Location identification items:
◇ ◇ ◇ ◇ ◇ ◇ ◇

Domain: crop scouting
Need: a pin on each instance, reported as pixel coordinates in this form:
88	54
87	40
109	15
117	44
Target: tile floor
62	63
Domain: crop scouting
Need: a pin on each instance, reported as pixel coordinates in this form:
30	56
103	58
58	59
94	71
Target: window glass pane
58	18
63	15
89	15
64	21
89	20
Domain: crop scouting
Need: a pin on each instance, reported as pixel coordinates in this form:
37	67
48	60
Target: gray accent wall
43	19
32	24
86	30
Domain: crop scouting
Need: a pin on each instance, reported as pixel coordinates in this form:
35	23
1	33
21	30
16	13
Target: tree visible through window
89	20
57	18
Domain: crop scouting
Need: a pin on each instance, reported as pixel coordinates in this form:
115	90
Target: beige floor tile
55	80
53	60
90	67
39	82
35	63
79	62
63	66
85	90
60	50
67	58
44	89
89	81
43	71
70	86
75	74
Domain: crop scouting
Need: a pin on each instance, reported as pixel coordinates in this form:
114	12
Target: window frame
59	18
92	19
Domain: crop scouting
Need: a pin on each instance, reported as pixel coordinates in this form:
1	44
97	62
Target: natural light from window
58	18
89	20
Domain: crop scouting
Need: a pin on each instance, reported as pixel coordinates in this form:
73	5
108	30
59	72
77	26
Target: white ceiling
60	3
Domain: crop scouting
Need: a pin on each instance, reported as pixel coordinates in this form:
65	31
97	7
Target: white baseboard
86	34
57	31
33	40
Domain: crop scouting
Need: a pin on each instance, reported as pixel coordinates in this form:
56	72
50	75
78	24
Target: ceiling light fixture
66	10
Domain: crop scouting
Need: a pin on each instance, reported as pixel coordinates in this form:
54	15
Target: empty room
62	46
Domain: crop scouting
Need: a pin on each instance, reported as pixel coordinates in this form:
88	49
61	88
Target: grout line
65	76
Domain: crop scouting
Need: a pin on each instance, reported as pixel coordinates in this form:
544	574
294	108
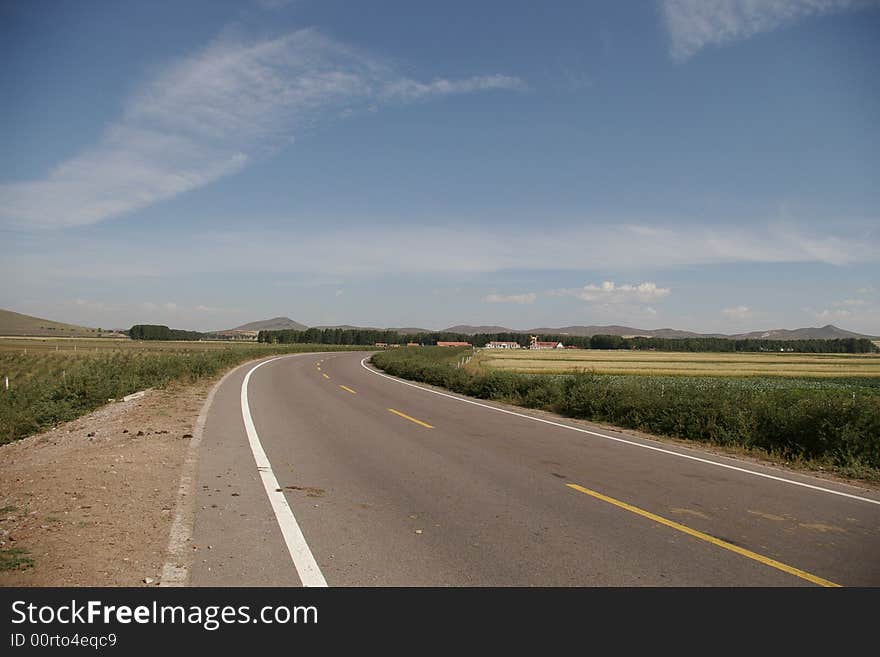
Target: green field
828	418
661	363
53	381
12	323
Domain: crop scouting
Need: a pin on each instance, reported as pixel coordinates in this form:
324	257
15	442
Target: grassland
53	381
659	363
12	323
829	422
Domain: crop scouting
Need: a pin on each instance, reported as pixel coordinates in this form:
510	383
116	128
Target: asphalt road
393	485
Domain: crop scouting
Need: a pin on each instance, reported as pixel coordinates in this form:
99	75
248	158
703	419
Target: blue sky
702	164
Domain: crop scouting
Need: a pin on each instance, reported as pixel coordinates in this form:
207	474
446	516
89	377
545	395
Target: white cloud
333	255
737	312
610	292
411	90
528	297
209	115
694	24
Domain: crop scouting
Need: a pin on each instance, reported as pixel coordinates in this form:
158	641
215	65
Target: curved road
368	480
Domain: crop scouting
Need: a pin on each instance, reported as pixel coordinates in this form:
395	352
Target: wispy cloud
528	297
208	115
695	24
332	255
737	312
611	292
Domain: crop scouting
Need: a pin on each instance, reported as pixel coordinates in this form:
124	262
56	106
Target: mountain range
17	324
827	332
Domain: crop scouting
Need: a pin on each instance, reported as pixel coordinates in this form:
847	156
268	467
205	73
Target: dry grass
682	363
102	345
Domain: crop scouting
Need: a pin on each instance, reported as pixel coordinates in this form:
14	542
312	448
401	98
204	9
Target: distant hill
827	332
274	324
16	324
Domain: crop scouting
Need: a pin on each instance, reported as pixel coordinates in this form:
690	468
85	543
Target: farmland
56	380
626	362
780	406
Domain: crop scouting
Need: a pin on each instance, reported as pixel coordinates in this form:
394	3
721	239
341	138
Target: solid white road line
623	440
306	566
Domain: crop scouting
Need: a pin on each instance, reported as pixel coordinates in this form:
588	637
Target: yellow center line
767	561
411	419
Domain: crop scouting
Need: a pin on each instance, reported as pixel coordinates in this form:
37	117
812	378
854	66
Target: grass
829	423
647	363
49	386
15	559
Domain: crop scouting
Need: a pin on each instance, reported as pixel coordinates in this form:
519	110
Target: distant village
534	343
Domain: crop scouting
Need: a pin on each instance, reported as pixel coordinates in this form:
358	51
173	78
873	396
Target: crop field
658	363
820	411
84	345
56	380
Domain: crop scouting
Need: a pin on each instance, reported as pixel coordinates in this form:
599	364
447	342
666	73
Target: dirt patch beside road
91	502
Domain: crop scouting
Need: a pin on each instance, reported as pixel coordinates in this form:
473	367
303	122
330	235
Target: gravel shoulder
91	502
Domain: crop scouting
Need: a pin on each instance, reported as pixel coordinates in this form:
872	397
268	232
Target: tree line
160	332
373	336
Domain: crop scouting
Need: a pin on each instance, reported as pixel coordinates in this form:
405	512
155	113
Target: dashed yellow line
411	419
767	561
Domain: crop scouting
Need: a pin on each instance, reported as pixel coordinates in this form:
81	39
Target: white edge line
306	566
623	440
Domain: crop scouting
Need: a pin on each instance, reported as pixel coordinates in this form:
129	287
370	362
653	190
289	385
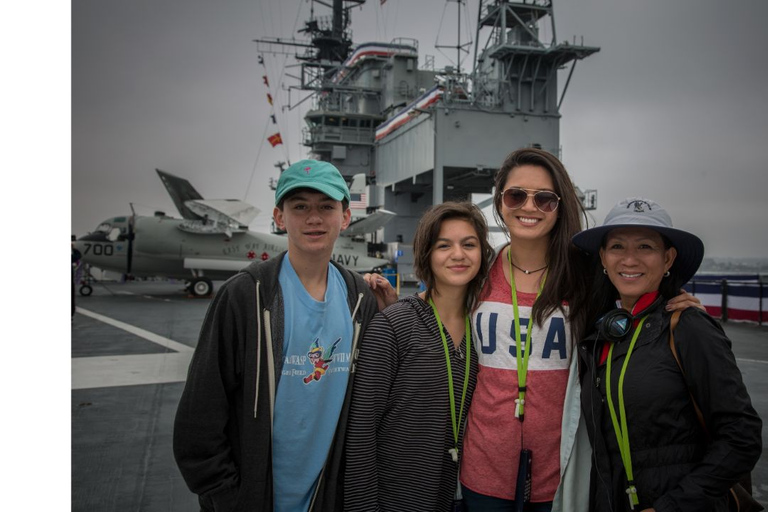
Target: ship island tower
422	136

◇ ◇ ◇ ◇ ◇ ◇ ◇

Write the listing above out again exactly, dropping each image.

[The reply]
Domain: crop scouting
Need: a pin on each instance, reported as pixel coordinates in this form:
88	54
87	40
109	15
117	44
Target: tile floor
62	63
Domain: crop scouting
Need: a pin on each instance, reported as pixel coordinates in this form:
30	56
103	58
58	59
94	71
Target: window glass pane
58	18
63	15
89	15
64	21
89	20
Domain: crop scouting
Need: a pin on each instance, reported as pixel coordinates in this form:
37	67
48	60
Target: gray accent wall
43	19
32	24
86	30
Domain: crop scouting
Need: a pin on each instance, reported as pixel coordinates in this form:
35	23
1	33
21	30
16	13
Target: tree visible through window
89	20
57	18
Domain: crop scouting
Need: a pin on each instance, reported as pixel coordinates in this form:
115	90
Target: beige floor tile
55	80
53	60
90	67
39	82
35	63
79	62
63	66
85	90
60	50
67	58
44	89
89	81
43	71
70	86
75	74
Domain: crop scouting
Need: a pin on each instance, reported as pixel coordinates in this form:
114	12
Target: window frame
59	18
92	19
Domain: crop scouting
Need: a pin on each instance, reported as pixel coordinates in this form:
1	44
97	62
Target: natural light from window
58	18
89	20
Domain: crop scouting
Need: a pin on each instance, reported as pixel coordinates in this form:
73	5
108	30
59	72
77	26
Target: white ceiling
60	3
Domain: crop scouting
Need: a pin on each instance, reported as pixel coordinates in this form:
65	31
97	7
Target: white baseboard
86	34
57	31
33	40
Domain: crop scouting
Need: a pin on each instance, reported as pixel coordinates in this form:
56	72
50	75
78	24
Target: ceiling light fixture
66	10
Domain: crop scouting
Need: a pin on each instance, reported as pixel coordinates in this form:
54	15
Target: empty room
62	46
Domain: crop scouting
Need: a pin on each instance, reported as pixel coordinates in this form:
88	49
61	88
Target: grout line
65	76
Domain: crop scouting
Need: a pin on each instance, reported as pixel coordinates in this form:
544	574
294	108
Target: green field
828	418
661	363
53	381
12	323
Domain: crop scouting
Need: a pin on each instance, reported as pixel coordinates in this form:
324	257
15	442
Target: grassland
53	381
659	363
12	323
829	422
Domain: crop scouting
Need: a pin on each instance, reported as pixel coordinates in this form:
510	383
116	128
Target: asphalt road
393	485
Domain: crop scouting
Need: a pin on each instance, reported as pixel coordinates in this form:
99	75
248	158
703	419
Target: blue sky
702	164
Domain: crop scouting
Need: a pin on each instance, reported as pixel coordinates in this form:
207	474
446	516
89	377
545	395
Target: white cloud
333	255
737	312
610	292
411	90
528	297
209	115
694	24
Domain: crop scouting
Need: a pin on each instance, reported as pixel coordinates in this form:
158	641
215	65
Target: curved road
368	480
Domain: crop scouting
Need: a pin on each instance, reported as pixel coordinates in this form:
395	352
Target: wispy cloud
528	297
208	115
695	24
332	255
737	312
611	292
Domain: crop scouting
Need: a pin on each instance, reported as pixel coordinates in this form:
124	262
56	106
Target: mountain range
17	324
827	332
Domain: crop scouting
Need: a pin on each instance, reported as pixel coordinates in this form:
847	156
268	467
205	73
Target: dry grass
682	363
102	345
Domain: crop scouting
Need: a pin on each instance, reported as pixel coordinates in this form:
14	542
312	448
401	98
204	9
Target: distant hill
827	332
274	324
16	324
Domain: crop scouting
Need: a pin on each instance, reported as pixel coordinates in this form:
690	468
85	543
Target: farmland
56	380
626	362
780	406
Domain: crop scouting
Need: a pin on each instance, reported as pixel coordinates in this form:
394	3
721	239
341	138
Target: solid white road line
623	440
306	566
Domain: crop scouting
Need: a pin on each instance, reported as pixel coordinates in this form:
588	637
Target: yellow center line
767	561
411	419
Domain: crop scouting
Need: a pin on each instance, reported as pixel coordinates in this form:
37	117
812	378
854	66
Target: grass
829	423
647	363
49	386
15	559
Domain: crop scouting
Need: a pin on each instance, reported as pixel coordinates in this form:
519	110
Target: distant village
534	343
Domain: crop scouting
Need: a pin on each instance, reported as pixel coordinates in this form:
358	51
173	78
873	396
Target: crop field
658	363
820	411
84	345
56	380
Domain: crop scouting
Need: a pin on each instance, reported as pixel coordinates in this form:
599	364
447	342
666	73
Target: dirt patch beside road
91	502
Domain: crop scouting
Need: a pin on each instance, reported as pixel coordinates in this form:
473	367
303	122
330	235
Target: gravel shoulder
91	502
Domain: crop scouting
Need: a pin on each instance, reported as pixel coordinates in this form:
872	397
268	232
Target: tree line
160	332
373	336
Domain: crop scouting
Need: a pin on each instance, reported as pixel coordinates in this form:
405	512
155	113
Target: dashed yellow line
411	419
767	561
Domain: crop scouting
Need: a pin on each instance, reported as pixel coordinates in this form:
81	39
Target: white edge line
306	566
623	440
Domain: crop scouting
Need: a pin on each instance, reported as pixel coordinates in this form:
129	287
370	362
653	190
289	385
Target: ship island tower
422	136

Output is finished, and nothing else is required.